━━ DOCUMENT PASSAGE ━━
Torbjörn Larsson, OM says
“From GoO to you”? Or “from woo, GoO”? What would a GoO believer say it means?
Another one to the zoo of woo.
Torbjörn Larsson, OM says
“From GoO to you”? Or “from woo, GoO”? What would a GoO believer say it means?
Another one to the zoo of woo.
forsen says
Caucasian Jesus sez: God speaks exclusively in English. But not with those durn godless British and Canadian accents.
Dianne says
If god speaks english, what does the Devil speak? Arabic? Russian? German? Chinese? English also because it’s the lingua franca of the supernatural? So tricky.
forsen says
Dianne, that was almost too easy. According to Caucasian Jesus, the preferred language of Satan is of course French.
June says
It’s 666.
Reminds me of the subliminal message craze of the 60’s, when we searched Nabisco crackers for subtly embossed words like SEX, and ice cubes in liquor ads for skulls.
I still see them today. Doesn’t everyone?
ElJay says
Who said they are reading it the right way around? If you turn it through 180 degrees it reads doo to me, which says it all.
True Bob says
Looks like “GAA” to me. As in “GAA! Eggplant AGAIN?”
DrBadger says
Here is the eBay link.
━━━
━━ EXTRACTED MATERIAL ━━
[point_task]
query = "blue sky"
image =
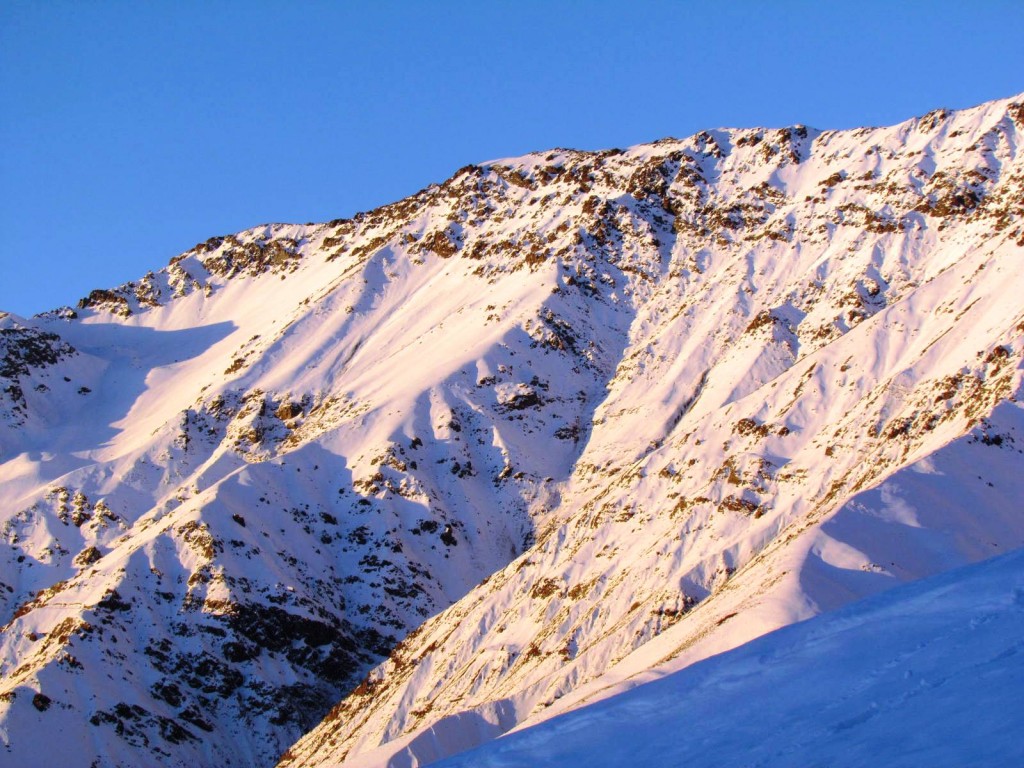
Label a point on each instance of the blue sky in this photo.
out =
(132, 130)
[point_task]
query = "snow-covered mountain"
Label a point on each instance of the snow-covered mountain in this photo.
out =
(927, 674)
(590, 415)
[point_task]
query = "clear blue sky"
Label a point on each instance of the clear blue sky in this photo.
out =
(131, 130)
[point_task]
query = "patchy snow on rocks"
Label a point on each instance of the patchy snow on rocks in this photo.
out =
(399, 483)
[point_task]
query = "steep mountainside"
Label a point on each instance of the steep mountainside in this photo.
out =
(927, 674)
(614, 409)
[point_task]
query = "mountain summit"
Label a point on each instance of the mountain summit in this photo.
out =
(512, 443)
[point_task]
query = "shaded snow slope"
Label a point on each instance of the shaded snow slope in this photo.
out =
(927, 674)
(826, 314)
(581, 408)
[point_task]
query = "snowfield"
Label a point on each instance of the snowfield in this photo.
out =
(927, 674)
(387, 487)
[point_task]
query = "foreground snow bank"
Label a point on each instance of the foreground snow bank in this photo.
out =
(928, 674)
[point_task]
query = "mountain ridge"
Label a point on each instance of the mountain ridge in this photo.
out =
(324, 434)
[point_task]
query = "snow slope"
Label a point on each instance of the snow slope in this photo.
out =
(588, 414)
(926, 674)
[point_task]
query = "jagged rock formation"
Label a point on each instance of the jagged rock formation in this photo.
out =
(612, 408)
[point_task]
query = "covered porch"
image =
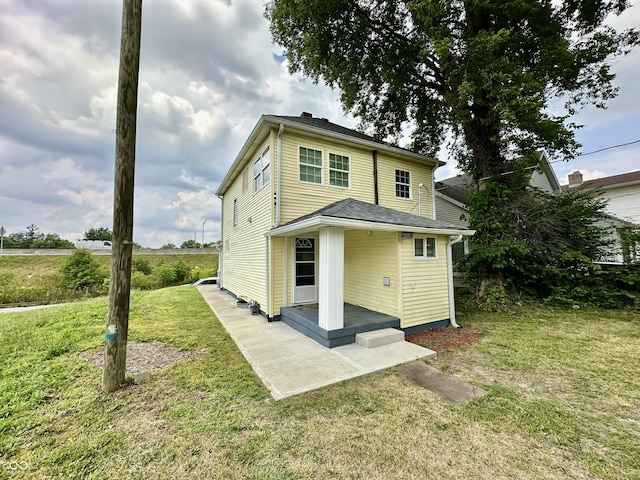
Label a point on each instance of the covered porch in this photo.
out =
(305, 319)
(342, 271)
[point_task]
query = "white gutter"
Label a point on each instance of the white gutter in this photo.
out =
(266, 307)
(221, 252)
(452, 301)
(350, 139)
(313, 223)
(433, 191)
(279, 171)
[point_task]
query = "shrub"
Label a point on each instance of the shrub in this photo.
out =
(199, 272)
(140, 281)
(141, 265)
(81, 270)
(165, 274)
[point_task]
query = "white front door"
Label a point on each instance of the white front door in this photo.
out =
(304, 290)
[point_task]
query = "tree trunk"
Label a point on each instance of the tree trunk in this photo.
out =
(115, 352)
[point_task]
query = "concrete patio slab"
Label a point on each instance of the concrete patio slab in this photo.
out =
(288, 362)
(446, 386)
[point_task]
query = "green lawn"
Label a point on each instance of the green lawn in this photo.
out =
(36, 279)
(563, 402)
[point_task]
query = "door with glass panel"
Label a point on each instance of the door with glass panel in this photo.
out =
(304, 290)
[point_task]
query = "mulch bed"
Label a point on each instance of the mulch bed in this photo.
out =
(445, 338)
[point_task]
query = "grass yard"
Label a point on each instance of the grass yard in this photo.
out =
(563, 402)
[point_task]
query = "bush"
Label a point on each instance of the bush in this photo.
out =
(140, 281)
(81, 270)
(141, 265)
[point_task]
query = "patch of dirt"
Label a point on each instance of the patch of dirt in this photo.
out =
(144, 357)
(445, 338)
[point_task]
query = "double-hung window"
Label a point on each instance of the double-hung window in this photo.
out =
(310, 165)
(261, 170)
(338, 170)
(424, 247)
(403, 183)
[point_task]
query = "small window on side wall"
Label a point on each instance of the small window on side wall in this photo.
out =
(424, 247)
(403, 183)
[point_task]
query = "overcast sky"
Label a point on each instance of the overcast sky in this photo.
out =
(208, 70)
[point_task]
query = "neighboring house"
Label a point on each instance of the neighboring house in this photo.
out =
(333, 231)
(452, 196)
(622, 193)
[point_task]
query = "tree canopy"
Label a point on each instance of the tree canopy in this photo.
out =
(101, 233)
(503, 77)
(487, 70)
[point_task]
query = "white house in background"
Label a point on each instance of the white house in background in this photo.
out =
(622, 193)
(452, 196)
(333, 231)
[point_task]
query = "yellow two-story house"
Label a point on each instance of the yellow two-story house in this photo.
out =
(333, 231)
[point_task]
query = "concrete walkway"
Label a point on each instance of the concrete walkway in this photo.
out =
(288, 362)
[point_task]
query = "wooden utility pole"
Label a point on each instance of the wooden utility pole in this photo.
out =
(115, 351)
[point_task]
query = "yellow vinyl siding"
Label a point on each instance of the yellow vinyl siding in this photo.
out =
(425, 291)
(301, 198)
(420, 173)
(367, 259)
(244, 262)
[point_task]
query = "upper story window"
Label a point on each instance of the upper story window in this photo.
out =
(403, 183)
(261, 170)
(338, 170)
(310, 165)
(424, 247)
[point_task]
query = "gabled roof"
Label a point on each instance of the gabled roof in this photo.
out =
(458, 187)
(605, 183)
(351, 213)
(315, 126)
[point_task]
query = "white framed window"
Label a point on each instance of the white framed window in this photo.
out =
(261, 170)
(310, 165)
(235, 212)
(403, 183)
(424, 247)
(339, 170)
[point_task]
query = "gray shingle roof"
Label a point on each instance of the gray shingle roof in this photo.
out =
(324, 124)
(352, 209)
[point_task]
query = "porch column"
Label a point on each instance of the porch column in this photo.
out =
(331, 276)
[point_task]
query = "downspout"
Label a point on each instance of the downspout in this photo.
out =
(433, 191)
(452, 301)
(266, 307)
(374, 154)
(277, 205)
(221, 252)
(278, 173)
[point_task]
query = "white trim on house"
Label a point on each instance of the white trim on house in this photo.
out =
(396, 183)
(348, 171)
(317, 222)
(321, 166)
(451, 200)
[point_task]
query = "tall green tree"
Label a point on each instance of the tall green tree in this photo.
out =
(101, 233)
(487, 71)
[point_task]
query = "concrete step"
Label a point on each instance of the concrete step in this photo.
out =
(376, 338)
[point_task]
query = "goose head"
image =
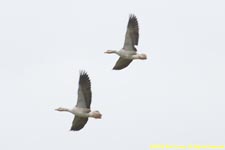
━━━
COMPLETE THE FOLLOWING:
• A. Translate this sentence from the comment thread into Spanish: "Who said they are reading it the right way around?"
• B. Proceed with the comment thread about the "GoO" reading, picking up after its final comment.
The records are separate material and have nothing to do with the comment thread.

ANSWERS TO THE PROBLEMS:
• A. ¿Quién dijo que lo están leyendo en la orientación correcta?

• B.
Left_Wing_Fox says
And why do my American cousins call ’em eggplants anyway? They don’t look eggy…. Sorry, a mindless question from a mindless, non-scientific, non-horticulturalist…
Behold; the Italian Eggplant:
http://www.hormel.com/images/glossary/e/eggplant_italian.jpg
Centuries of selective breeding have increased the size and increased the purple colouring of the eggplant, so the “egg” less resembles “Chicken” than “Alien”
Cyrus says
Sooo that’s what those things they fed me were! I spent a year in France as an exchange student, and I got confused here and there when I couldn’t find direct translations for certain words. I didn’t even realize that the problem might have been the American/British divide until near the end of my year. My host family took me to visit a couple they knew, and the wife was English, and during the talk about dinner she tried to explain to me what a certain onion-like vegetable was, but I just couldn’t get it. I finally got out the battered French-English (American English) dictionary I had carried around with me all year, and when I found that the things were what I knew as “scallions,” the English woman just said “Oh, bloody hell!” Apparently she thought they were called “shallots” or something. Strange.
So, aubergines = eggplants. Thanks.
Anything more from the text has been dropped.